• **EXCERPT PROVIDED**

※

They flew 1,578 missions in the European and Mediterranean theaters of
operations and 15,533 sorties.
They destroyed 111 enemy aircraft in aerial combat and another 150 on the
ground.
Ninety-five of their number were awarded the Distinguished Flying Cross.
Fifteen percent of them were KIA and seven percent POW.
Yet for many in the military establishment, their blood wasn’t good enough
to be shed for God and country.
On Tuesday, a Tuskegee Airman, Dr. Quentin Smith of Gary—now 92—told his
story to the Chesterton-Porter Rotary Club.
“You would hear it said,” Smith recalled. “Black men can’t lead. Black men
can’t fight. Black men can’t fly complicated planes.”
This, despite the fact that black men served honorably in the Revolutionary
War, dislodged the French from New Orleans with Gen. Andrew Jackson, served
both as freed men and slaves with both the Union and the Confederacy, and
skirmished their way West against the Indians as the Buffalo Soldiers of the
9th and 10th Cavalry Regiments and 24th and 25th Infantry Regiments.
It was a curiosity of history, however, Smith said, which led to the black
man’s marginalization in the military on the eve of World War II. An officer
corps overwhelmingly born and bred in the South—the post-Reconstruction
South—wore its racism on its sleeves as proudly as it did the ribbons on its
breast. So the black men who did serve did so as stevedores, gravediggers,
and cooks.
Then the bombs fell on Pearl Harbor. Going into the election year of 1942,
his country at war in the Pacific and preparing to invade North Africa, FDR
cut a deal with Black America, Smith said: he would integrate the military
if 20 percent of black voters cast their ballots for him.
They did, he didn’t. Couldn’t.

※

• **GOAL OF THE EXERCISE**
Copy out the passage about the Tuskegee Airmen word for word, from its first line to its last. The data comes from a source unrelated to the passage about the Tuskegee Airmen.

• **DATASET EXCERPT**
※

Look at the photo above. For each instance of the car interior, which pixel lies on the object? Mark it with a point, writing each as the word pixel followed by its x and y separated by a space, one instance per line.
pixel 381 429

※

• **EXPECTED ANSWER**
They flew 1,578 missions in the European and Mediterranean theaters of
operations and 15,533 sorties.
They destroyed 111 enemy aircraft in aerial combat and another 150 on the
ground.
Ninety-five of their number were awarded the Distinguished Flying Cross.
Fifteen percent of them were KIA and seven percent POW.
Yet for many in the military establishment, their blood wasn’t good enough
to be shed for God and country.
On Tuesday, a Tuskegee Airman, Dr. Quentin Smith of Gary—now 92—told his
story to the Chesterton-Porter Rotary Club.
“You would hear it said,” Smith recalled. “Black men can’t lead. Black men
can’t fight. Black men can’t fly complicated planes.”
This, despite the fact that black men served honorably in the Revolutionary
War, dislodged the French from New Orleans with Gen. Andrew Jackson, served
both as freed men and slaves with both the Union and the Confederacy, and
skirmished their way West against the Indians as the Buffalo Soldiers of the
9th and 10th Cavalry Regiments and 24th and 25th Infantry Regiments.
It was a curiosity of history, however, Smith said, which led to the black
man’s marginalization in the military on the eve of World War II. An officer
corps overwhelmingly born and bred in the South—the post-Reconstruction
South—wore its racism on its sleeves as proudly as it did the ribbons on its
breast. So the black men who did serve did so as stevedores, gravediggers,
and cooks.
Then the bombs fell on Pearl Harbor. Going into the election year of 1942,
his country at war in the Pacific and preparing to invade North Africa, FDR
cut a deal with Black America, Smith said: he would integrate the military
if 20 percent of black voters cast their ballots for him.
They did, he didn’t. Couldn’t.